Materials provided:

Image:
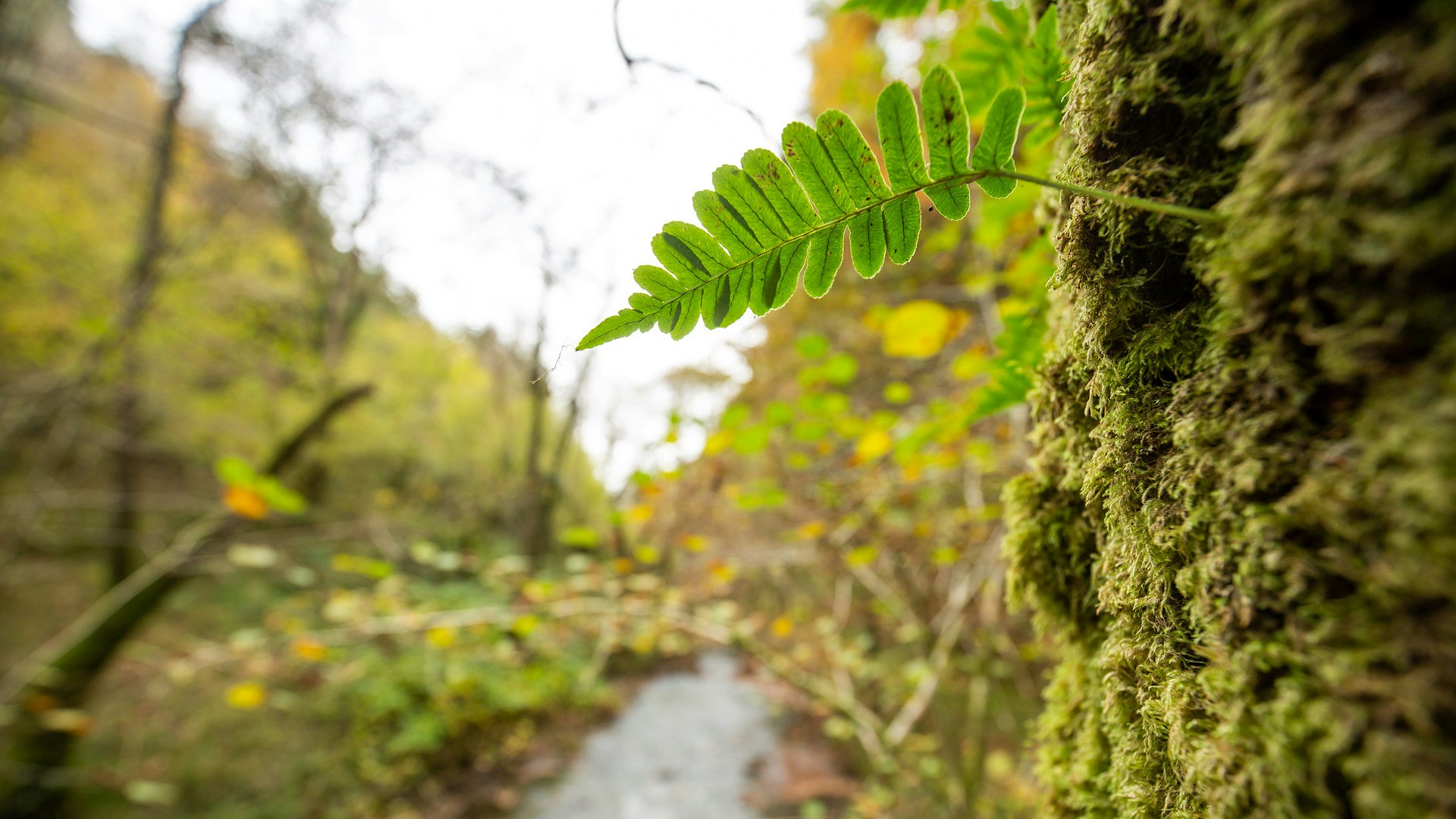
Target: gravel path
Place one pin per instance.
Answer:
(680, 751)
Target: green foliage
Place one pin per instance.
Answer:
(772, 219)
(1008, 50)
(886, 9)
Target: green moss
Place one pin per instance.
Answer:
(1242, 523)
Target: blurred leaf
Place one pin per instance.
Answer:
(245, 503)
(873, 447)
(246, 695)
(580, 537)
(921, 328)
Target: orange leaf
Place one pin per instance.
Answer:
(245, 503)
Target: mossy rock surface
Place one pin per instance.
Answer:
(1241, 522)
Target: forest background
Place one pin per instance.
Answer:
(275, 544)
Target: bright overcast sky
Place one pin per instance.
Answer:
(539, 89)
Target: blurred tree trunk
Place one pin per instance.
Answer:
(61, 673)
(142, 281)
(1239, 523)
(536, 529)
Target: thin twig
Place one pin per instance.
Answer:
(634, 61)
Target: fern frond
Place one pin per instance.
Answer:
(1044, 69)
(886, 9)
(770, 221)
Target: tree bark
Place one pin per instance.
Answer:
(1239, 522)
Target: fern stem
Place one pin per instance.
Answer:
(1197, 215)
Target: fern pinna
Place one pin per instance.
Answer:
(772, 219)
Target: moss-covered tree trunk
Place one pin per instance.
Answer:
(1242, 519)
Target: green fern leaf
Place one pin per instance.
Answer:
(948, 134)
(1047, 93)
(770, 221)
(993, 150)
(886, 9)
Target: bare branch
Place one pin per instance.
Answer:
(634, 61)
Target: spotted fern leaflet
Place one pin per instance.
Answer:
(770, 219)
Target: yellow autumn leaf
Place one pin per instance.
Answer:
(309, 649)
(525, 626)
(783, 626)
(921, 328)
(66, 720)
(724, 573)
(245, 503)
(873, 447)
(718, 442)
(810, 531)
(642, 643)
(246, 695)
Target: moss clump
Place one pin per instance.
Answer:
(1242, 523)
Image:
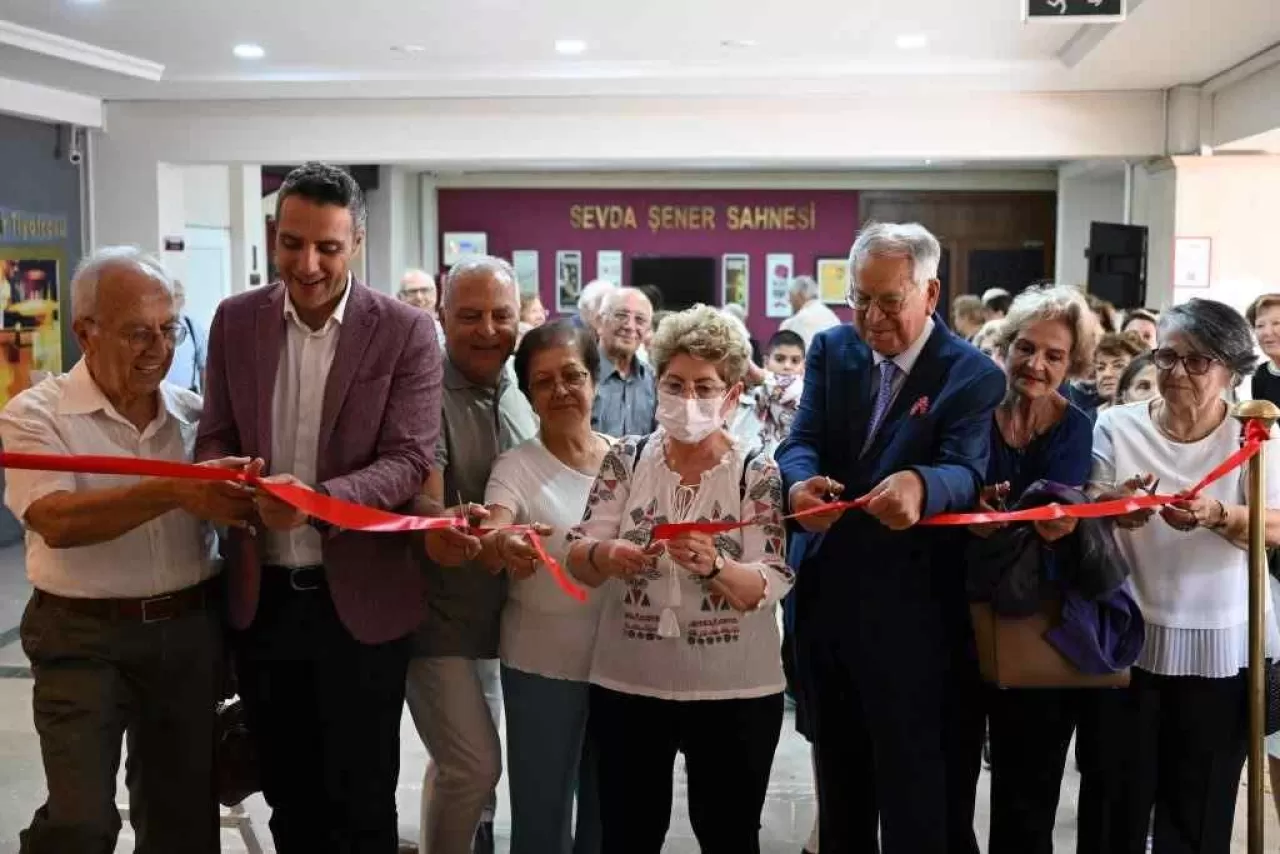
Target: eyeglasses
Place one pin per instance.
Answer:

* * *

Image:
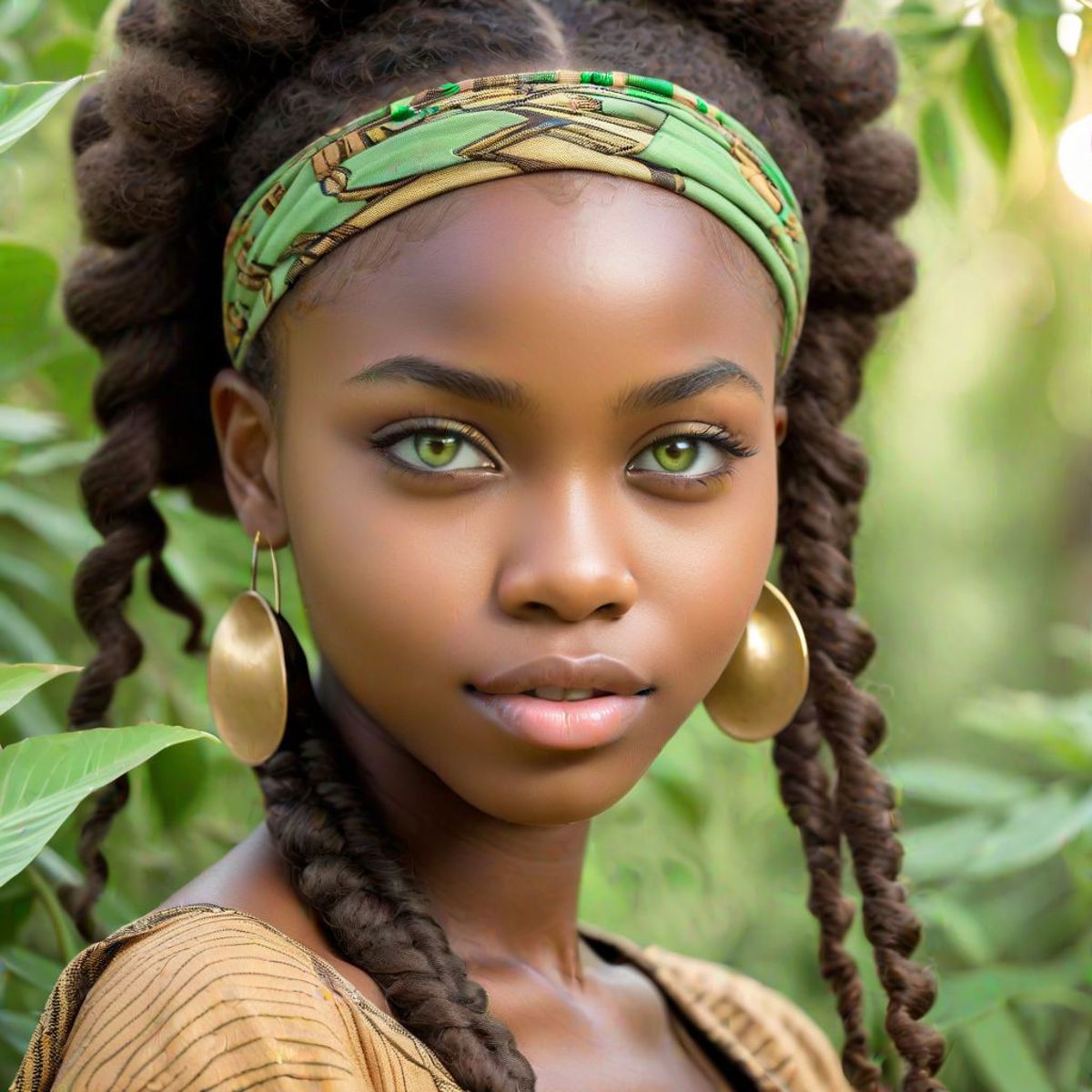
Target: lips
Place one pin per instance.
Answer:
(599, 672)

...

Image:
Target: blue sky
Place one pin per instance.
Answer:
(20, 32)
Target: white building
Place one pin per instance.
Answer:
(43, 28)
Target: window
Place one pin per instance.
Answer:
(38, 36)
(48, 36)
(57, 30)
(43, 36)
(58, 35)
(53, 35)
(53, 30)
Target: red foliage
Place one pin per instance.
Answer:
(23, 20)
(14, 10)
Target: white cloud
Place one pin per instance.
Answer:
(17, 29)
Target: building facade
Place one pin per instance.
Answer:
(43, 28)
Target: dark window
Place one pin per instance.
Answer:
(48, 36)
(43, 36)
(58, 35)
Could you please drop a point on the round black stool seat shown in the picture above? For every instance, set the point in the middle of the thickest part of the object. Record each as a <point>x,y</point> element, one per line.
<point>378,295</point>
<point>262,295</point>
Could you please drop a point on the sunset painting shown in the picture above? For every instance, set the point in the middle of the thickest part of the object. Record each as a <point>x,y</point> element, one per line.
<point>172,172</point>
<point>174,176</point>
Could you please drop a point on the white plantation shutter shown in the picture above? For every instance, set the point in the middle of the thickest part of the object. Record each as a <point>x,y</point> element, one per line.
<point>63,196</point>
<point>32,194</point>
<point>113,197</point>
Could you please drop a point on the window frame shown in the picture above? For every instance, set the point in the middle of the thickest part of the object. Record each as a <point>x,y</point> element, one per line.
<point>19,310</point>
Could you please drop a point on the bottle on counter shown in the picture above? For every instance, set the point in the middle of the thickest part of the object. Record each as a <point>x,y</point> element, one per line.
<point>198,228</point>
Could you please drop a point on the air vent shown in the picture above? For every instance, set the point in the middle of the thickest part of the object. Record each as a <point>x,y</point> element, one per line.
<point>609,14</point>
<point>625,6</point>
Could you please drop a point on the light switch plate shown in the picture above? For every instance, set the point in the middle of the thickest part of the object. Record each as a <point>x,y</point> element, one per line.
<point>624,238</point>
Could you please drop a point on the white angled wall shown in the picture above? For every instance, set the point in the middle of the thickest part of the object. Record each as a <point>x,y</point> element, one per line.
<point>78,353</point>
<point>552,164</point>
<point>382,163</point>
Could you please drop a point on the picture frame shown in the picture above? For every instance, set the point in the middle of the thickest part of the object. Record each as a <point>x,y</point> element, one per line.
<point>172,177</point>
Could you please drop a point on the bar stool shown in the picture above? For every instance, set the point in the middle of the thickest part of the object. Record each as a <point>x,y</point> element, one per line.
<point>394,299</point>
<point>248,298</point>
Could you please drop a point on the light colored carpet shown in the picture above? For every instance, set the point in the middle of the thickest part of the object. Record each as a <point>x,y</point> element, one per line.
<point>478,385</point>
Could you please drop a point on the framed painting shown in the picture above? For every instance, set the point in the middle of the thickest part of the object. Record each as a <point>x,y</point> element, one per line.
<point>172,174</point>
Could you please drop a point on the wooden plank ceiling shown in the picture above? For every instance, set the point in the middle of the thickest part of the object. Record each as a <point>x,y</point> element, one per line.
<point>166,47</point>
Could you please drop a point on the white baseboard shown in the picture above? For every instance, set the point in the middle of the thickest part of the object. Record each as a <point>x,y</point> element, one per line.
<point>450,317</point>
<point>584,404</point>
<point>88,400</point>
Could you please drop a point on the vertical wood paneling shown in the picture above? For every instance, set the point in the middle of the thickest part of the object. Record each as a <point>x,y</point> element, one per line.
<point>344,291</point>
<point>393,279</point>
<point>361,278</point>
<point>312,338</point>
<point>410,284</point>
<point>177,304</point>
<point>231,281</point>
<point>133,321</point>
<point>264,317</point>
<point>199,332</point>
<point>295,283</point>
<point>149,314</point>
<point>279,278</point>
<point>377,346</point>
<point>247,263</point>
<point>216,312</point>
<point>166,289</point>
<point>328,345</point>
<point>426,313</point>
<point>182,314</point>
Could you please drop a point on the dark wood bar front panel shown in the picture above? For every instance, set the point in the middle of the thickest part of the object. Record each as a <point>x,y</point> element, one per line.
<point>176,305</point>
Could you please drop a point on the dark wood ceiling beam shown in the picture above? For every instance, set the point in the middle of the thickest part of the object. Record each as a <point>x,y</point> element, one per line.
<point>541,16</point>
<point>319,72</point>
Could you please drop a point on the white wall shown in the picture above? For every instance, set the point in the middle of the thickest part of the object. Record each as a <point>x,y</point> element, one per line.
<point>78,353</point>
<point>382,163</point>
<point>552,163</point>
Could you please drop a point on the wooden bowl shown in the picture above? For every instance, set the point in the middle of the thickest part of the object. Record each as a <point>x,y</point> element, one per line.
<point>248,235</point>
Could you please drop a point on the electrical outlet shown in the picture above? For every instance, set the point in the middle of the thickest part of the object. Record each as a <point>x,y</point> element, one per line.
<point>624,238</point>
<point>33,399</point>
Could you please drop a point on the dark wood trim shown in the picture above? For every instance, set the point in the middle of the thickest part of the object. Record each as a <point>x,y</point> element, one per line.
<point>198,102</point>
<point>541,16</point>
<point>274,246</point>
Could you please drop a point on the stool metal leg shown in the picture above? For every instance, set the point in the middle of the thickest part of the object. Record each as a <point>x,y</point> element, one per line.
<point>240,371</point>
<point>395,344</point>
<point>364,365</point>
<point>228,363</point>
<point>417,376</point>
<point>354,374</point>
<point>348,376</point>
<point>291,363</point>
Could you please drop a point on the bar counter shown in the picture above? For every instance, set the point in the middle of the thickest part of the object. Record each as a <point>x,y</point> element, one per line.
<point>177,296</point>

Task to complete:
Format the lines from the one containing "Could you please drop a point on the dark wood bar" to the one containing "<point>33,399</point>" as a Markdown table with the columns Row and Line. Number each row and leave out any blank lines.

Exercise response:
| Row | Line |
|---|---|
| 1 | Could you please drop a point on the dark wood bar front panel shown in the picture above? For every instance, set the point in the middle of the thickest part of the object. Record each as a <point>x,y</point> element, one per line. |
| 2 | <point>176,305</point> |
| 3 | Could you please drop a point on the dark wood ceiling beam shown in the picture above? For every instance, set the point in the middle of the thickest part of the object. Record each as a <point>x,y</point> element, one per line. |
| 4 | <point>541,16</point> |
| 5 | <point>319,72</point> |
| 6 | Could you please drop a point on the white wall shown in the picture above? For every instance, set the point in the middle of the thickest part of the object. Record each as a <point>x,y</point> element, one per line. |
| 7 | <point>78,353</point> |
| 8 | <point>382,163</point> |
| 9 | <point>552,163</point> |
| 10 | Could you please drop a point on the wooden bowl shown in the picture above? For every instance, set the point in the middle of the thickest part of the object. Record each as a <point>x,y</point> element, one per line. |
| 11 | <point>248,235</point> |
| 12 | Could you please drop a point on the electrical outlet shown in the picture above? For every instance, set the point in the middle of the thickest part of the object. Record each as a <point>x,y</point> element, one per line. |
| 13 | <point>624,238</point> |
| 14 | <point>33,399</point> |